Exercise requirements: Below are some entries; set them all down exactly.

(Collected data entries)
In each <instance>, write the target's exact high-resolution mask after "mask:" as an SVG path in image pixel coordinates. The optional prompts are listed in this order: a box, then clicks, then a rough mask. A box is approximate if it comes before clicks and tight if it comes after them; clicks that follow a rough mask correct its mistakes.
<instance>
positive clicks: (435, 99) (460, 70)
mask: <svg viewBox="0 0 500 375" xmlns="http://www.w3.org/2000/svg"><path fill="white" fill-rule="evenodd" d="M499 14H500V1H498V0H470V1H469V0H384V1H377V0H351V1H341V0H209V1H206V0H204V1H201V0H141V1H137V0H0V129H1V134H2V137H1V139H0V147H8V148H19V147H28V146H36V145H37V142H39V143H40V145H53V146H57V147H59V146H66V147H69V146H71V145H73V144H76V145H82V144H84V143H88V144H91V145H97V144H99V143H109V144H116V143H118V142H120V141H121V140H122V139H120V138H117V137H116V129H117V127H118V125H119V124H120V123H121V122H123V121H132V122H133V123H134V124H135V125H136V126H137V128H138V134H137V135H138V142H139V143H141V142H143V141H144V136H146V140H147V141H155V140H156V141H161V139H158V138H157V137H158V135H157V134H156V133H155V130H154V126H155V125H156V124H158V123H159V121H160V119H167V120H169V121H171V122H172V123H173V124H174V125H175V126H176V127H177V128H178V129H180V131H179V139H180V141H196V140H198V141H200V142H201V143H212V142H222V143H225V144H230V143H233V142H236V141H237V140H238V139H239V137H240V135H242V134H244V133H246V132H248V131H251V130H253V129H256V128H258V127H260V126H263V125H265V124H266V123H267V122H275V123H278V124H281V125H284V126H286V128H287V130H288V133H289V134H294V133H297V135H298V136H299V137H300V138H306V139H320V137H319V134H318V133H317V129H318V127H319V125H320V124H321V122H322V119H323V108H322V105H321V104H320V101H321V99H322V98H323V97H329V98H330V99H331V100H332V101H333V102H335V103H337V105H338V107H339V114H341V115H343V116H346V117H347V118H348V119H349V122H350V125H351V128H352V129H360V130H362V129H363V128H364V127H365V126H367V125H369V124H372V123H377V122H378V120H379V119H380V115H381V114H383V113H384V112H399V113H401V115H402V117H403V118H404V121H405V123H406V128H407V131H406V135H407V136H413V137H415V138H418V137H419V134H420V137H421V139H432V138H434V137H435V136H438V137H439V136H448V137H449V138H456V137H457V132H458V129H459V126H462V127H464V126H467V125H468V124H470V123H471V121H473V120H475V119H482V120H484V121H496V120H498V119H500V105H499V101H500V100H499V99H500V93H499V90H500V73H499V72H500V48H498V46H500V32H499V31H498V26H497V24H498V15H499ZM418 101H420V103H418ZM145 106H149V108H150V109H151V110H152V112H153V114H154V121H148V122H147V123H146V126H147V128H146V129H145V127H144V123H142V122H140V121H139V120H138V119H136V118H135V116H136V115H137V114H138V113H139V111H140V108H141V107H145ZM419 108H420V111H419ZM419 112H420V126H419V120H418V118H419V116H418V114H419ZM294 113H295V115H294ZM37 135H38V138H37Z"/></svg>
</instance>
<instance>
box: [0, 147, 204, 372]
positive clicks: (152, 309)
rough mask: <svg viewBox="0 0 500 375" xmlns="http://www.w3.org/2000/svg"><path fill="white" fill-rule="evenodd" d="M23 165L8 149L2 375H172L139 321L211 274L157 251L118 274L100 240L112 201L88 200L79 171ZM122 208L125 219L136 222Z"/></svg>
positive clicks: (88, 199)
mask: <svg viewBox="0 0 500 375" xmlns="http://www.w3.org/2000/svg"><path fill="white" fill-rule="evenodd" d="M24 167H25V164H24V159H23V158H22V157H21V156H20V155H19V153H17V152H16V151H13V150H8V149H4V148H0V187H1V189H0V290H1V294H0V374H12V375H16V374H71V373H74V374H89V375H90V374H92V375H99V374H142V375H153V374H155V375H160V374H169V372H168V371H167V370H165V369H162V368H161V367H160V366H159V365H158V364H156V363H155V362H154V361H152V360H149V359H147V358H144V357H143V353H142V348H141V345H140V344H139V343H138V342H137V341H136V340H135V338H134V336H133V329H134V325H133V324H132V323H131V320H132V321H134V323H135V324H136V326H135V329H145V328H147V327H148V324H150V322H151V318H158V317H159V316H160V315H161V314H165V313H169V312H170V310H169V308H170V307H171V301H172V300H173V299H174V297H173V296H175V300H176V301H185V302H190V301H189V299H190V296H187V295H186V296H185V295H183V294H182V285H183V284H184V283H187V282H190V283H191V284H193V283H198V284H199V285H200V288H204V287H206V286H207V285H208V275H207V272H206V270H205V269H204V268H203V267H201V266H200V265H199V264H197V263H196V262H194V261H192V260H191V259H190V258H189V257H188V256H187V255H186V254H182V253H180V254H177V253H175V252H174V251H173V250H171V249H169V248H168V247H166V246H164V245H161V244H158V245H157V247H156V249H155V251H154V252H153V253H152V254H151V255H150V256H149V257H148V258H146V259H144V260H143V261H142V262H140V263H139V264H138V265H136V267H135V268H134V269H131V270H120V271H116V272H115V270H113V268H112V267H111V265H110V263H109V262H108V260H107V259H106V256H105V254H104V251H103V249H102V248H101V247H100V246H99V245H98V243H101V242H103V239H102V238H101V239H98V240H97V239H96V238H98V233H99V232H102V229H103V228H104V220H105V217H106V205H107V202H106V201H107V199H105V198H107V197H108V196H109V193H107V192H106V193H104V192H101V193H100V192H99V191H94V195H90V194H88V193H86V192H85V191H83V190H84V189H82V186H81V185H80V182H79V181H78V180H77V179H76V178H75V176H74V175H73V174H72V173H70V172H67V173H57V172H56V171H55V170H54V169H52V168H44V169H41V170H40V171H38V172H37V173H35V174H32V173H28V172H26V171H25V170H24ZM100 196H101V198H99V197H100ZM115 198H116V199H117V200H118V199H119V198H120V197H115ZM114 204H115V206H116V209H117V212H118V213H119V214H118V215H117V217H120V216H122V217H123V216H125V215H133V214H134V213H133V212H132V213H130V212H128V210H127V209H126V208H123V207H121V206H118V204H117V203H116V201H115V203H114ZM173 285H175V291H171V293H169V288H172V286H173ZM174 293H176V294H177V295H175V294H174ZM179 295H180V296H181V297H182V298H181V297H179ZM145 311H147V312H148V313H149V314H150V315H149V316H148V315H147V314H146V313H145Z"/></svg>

Written answer:
In each <instance>, write the target's exact high-resolution mask after "mask:" as an SVG path in image pixel coordinates. The optional prompts are listed in this order: a box, then clicks, then a rough mask. A box is approximate if it comes before clicks and tight if it comes after them; clicks that follow a rough mask correct its mistakes.
<instance>
positive clicks: (435, 99) (460, 70)
mask: <svg viewBox="0 0 500 375" xmlns="http://www.w3.org/2000/svg"><path fill="white" fill-rule="evenodd" d="M499 14H500V1H498V0H470V1H469V0H384V1H377V0H351V1H341V0H209V1H206V0H204V1H201V0H141V1H137V0H0V129H1V134H2V137H1V139H0V147H8V148H19V147H28V146H36V145H37V142H39V143H40V145H53V146H57V147H59V146H66V147H69V146H71V145H73V144H76V145H82V144H84V143H88V144H91V145H97V144H99V143H109V144H116V143H118V142H120V141H121V140H122V139H120V138H117V137H116V129H117V127H118V125H119V124H120V123H121V122H123V121H132V122H133V123H134V124H135V125H136V126H137V128H138V134H137V135H138V142H139V143H141V142H143V141H144V136H146V140H147V141H155V140H156V141H161V139H158V138H157V137H158V135H157V134H156V133H155V130H154V126H155V125H156V124H158V123H159V121H160V119H167V120H169V121H171V122H172V123H173V124H174V125H175V126H176V127H177V128H178V129H180V131H179V139H180V141H196V140H198V141H200V142H201V143H212V142H222V143H225V144H230V143H233V142H236V141H237V140H238V139H239V137H240V135H242V134H244V133H246V132H248V131H251V130H253V129H256V128H258V127H260V126H263V125H265V124H266V123H267V122H275V123H278V124H281V125H284V126H286V128H287V130H288V133H289V134H294V133H297V135H298V136H299V137H300V138H306V139H320V137H319V134H318V133H317V129H318V127H319V125H320V124H321V122H322V119H323V108H322V105H321V104H320V101H321V99H322V98H323V97H329V98H330V99H331V100H332V101H333V102H335V103H337V105H338V107H339V114H341V115H343V116H346V117H347V118H348V119H349V122H350V125H351V128H352V129H360V130H362V129H363V128H364V127H365V126H367V125H369V124H372V123H377V122H378V120H379V119H380V115H381V114H383V113H384V112H399V113H401V115H402V117H403V118H404V121H405V123H406V128H407V131H406V135H407V136H413V137H415V138H418V137H419V134H420V137H421V139H432V138H434V137H435V136H438V137H439V136H448V137H449V138H456V137H457V132H458V129H459V126H462V127H464V126H467V125H468V124H470V123H471V121H473V120H475V119H482V120H484V121H496V120H498V119H500V105H499V101H500V100H499V99H500V93H499V90H500V73H499V72H500V48H498V46H500V32H499V31H498V26H497V24H498V15H499ZM418 101H420V103H418ZM145 106H149V108H150V109H151V110H152V112H153V114H154V121H148V122H147V123H146V126H147V128H146V129H145V127H144V123H142V122H140V121H139V120H138V119H136V118H135V116H136V115H137V114H138V113H139V111H140V108H141V107H145ZM419 108H420V111H419ZM419 112H420V126H419V120H418V118H419V116H418V114H419ZM294 113H295V115H294ZM37 135H38V138H37Z"/></svg>
</instance>
<instance>
box: [0, 147, 204, 372]
positive clicks: (152, 309)
rough mask: <svg viewBox="0 0 500 375" xmlns="http://www.w3.org/2000/svg"><path fill="white" fill-rule="evenodd" d="M23 165L8 149L2 375H172L139 321L211 274L157 251L118 274L100 240L112 201L88 200L79 171ZM122 208L125 219L136 222Z"/></svg>
positive clicks: (88, 199)
mask: <svg viewBox="0 0 500 375" xmlns="http://www.w3.org/2000/svg"><path fill="white" fill-rule="evenodd" d="M24 167H25V164H24V159H23V158H22V157H21V156H20V155H19V153H17V152H16V151H13V150H8V149H4V148H0V187H1V189H0V290H1V294H0V374H12V375H16V374H71V373H74V374H89V375H90V374H92V375H99V374H142V375H153V374H155V375H160V374H169V372H168V371H167V370H165V369H162V368H161V367H160V366H159V365H158V364H156V363H155V362H154V361H152V360H149V359H147V358H144V357H143V353H142V348H141V345H140V344H139V343H138V342H137V341H136V340H135V338H134V336H133V329H134V325H133V324H132V323H131V320H132V321H134V323H135V324H136V326H135V329H145V328H147V327H148V324H150V322H151V318H158V317H159V316H160V315H161V314H165V313H169V312H170V310H169V308H170V307H171V301H172V300H173V299H174V297H173V296H175V300H176V301H185V302H190V301H189V299H190V296H187V295H186V296H185V295H183V294H182V285H183V284H184V283H187V282H190V283H191V284H193V283H198V284H199V285H200V288H204V287H206V286H207V285H208V275H207V272H206V270H205V269H204V268H203V267H201V266H200V265H199V264H197V263H196V262H194V261H192V260H191V259H190V258H189V257H188V256H187V255H186V254H182V253H180V254H177V253H175V252H174V251H173V250H171V249H169V248H168V247H166V246H164V245H161V244H158V245H157V247H156V249H155V251H154V252H153V253H152V254H151V255H150V256H149V257H148V258H146V259H144V260H143V261H142V262H140V263H139V264H138V265H136V267H135V268H134V269H131V270H120V271H116V272H115V270H113V268H112V267H111V265H110V263H109V262H108V260H107V259H106V256H105V254H104V251H103V249H102V248H101V247H100V246H99V245H98V243H101V242H103V239H102V238H101V239H98V240H97V239H96V238H98V233H99V232H102V229H103V228H104V220H105V217H106V205H107V202H106V201H107V199H105V198H107V197H108V196H109V193H107V192H106V193H104V192H101V193H100V192H99V191H94V195H90V194H88V193H86V192H85V191H83V190H84V189H82V186H81V185H80V182H79V181H78V180H77V179H76V178H75V176H74V175H73V174H72V173H70V172H67V173H57V172H56V171H55V170H54V169H52V168H44V169H41V170H40V171H38V172H37V173H35V174H32V173H28V172H26V171H25V170H24ZM100 196H101V198H99V197H100ZM115 198H116V199H117V200H118V199H119V198H120V197H115ZM114 204H115V206H116V209H117V212H118V213H119V214H118V215H117V217H120V216H122V217H123V216H125V215H133V214H134V213H133V212H132V213H130V212H128V210H127V209H126V208H123V207H121V206H118V204H117V203H116V201H115V203H114ZM173 285H175V291H171V293H169V288H172V286H173ZM174 293H176V294H177V295H175V294H174ZM179 295H180V296H181V297H182V298H181V297H179ZM145 311H147V312H148V313H149V314H150V315H149V316H148V315H147V314H146V313H145Z"/></svg>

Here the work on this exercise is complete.